# WORK REQUEST 1
Answer these from the account of trying for a third child:
(a) How old was the writer at the time of the miscarriage?
(b) Which condition did the writer have in all three pregnancies?
(c) How soon after the 35th birthday did the hysterectomy take place?
# WORK REQUEST 2
Extend the account of trying for a third child from the point where it stops.

# EXCERPT
Start of Block

We really wanted a third child. I got pregnant when ds22 was 7 or 8 months old. Not what we’d planned for. It took me a couple of weeks to come around to the idea and just as soon as I began to think it would be kinda fun to have them close together, I miscarried. I was 32 then. Because of my experience in obstetric nursing I set 35 as my cutoff. My pregnancies were not easy at all. I had hyperemesis gravidarum (horrible, horrible round the clock vomiting) all 3 of my pregnancies and preeclampsia with 1 and 3. I also have extremely aggressive antibodies against type A blood and both boys were severely jaundiced. So we decided if I hadn’t gotten pregnant by age 35 we were done. I had my hysterectomy less than 2 weeks after my 35th birthday. (Perks of working for my Ob/Gyn doctor.

End of Block

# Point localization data
Start of Block

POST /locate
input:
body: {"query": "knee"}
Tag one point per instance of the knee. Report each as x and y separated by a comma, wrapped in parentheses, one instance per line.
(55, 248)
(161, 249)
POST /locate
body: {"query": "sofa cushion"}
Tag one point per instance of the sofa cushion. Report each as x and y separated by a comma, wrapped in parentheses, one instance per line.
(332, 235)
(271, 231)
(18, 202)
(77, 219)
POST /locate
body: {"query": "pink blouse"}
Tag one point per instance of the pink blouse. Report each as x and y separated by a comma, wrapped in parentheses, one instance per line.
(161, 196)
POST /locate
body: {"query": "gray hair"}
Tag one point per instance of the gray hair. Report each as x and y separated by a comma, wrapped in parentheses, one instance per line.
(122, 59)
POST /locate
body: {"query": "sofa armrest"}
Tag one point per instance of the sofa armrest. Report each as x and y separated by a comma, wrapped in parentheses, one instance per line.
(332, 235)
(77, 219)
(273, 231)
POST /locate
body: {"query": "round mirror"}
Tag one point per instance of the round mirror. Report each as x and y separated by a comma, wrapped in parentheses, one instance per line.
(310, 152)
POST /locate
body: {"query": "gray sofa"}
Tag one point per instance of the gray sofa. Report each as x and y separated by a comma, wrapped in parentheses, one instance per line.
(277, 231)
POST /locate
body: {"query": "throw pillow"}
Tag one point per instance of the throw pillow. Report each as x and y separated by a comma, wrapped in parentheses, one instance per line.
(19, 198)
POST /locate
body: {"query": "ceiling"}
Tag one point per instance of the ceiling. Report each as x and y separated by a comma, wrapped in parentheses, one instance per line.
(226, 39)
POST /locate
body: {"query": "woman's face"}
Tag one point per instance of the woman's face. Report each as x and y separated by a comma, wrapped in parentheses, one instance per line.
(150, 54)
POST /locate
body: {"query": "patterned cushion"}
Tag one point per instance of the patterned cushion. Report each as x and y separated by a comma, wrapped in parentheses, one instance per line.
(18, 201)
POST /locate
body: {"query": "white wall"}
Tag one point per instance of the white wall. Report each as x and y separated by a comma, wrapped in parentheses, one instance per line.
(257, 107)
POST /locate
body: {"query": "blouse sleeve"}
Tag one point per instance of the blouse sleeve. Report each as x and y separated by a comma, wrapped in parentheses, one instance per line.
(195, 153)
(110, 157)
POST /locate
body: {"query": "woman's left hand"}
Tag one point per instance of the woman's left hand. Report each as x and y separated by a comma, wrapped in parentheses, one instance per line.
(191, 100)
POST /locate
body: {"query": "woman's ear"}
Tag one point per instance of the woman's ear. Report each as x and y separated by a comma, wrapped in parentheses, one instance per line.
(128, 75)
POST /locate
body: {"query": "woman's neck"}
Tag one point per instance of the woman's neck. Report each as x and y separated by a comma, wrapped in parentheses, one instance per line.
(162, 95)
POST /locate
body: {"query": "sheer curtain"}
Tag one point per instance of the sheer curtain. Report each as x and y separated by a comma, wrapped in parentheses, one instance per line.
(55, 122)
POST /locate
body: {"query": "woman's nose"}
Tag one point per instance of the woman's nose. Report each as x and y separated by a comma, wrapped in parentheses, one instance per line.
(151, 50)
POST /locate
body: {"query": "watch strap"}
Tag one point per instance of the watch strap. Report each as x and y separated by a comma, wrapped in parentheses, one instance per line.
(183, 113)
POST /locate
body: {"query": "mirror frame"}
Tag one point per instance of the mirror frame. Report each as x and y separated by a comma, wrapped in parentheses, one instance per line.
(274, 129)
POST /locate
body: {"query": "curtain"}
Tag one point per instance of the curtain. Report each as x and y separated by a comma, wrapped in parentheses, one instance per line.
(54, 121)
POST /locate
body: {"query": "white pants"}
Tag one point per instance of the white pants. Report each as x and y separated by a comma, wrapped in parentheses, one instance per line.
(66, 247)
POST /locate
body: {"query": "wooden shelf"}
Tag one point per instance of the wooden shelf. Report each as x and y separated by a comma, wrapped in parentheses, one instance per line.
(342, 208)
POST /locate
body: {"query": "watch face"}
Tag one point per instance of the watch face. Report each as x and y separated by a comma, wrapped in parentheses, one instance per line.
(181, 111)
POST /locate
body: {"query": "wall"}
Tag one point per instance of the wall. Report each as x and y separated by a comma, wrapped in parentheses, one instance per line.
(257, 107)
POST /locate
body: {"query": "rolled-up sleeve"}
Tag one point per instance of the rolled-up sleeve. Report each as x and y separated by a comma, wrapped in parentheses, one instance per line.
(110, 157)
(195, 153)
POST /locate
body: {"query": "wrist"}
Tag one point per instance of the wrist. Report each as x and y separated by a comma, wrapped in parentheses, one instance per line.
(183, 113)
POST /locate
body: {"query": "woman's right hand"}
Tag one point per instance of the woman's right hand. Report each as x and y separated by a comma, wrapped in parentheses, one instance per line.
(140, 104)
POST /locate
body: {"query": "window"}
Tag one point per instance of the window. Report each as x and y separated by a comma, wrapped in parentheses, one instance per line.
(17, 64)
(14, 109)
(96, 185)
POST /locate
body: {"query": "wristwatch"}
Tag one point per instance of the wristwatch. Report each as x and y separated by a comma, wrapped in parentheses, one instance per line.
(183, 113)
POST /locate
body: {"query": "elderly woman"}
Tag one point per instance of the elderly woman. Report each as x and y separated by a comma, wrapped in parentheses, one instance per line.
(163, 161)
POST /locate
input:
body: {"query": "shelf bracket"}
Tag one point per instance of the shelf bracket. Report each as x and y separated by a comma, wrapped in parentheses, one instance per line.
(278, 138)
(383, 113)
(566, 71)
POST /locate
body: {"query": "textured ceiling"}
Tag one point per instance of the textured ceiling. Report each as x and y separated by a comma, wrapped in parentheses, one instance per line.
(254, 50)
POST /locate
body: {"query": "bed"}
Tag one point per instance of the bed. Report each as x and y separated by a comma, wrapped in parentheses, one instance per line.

End of Block

# ANSWER SPACE 1
(a) 32
(b) Hyperemesis gravidarum
(c) Less than 2 weeks

# ANSWER SPACE 2
I had grade 2-3 uterine prolapse and severe adenomyosis. My periods were horrible and (TMI) even if I wasn’t done having babies, we had to be able to do the required activity. And my, um, garage was already full, and no double parking was allowed, lol.

Aren’t you glad you asked?

Me, 56
Him, 48 (JMSSC)
Married 26 years. Reconciled.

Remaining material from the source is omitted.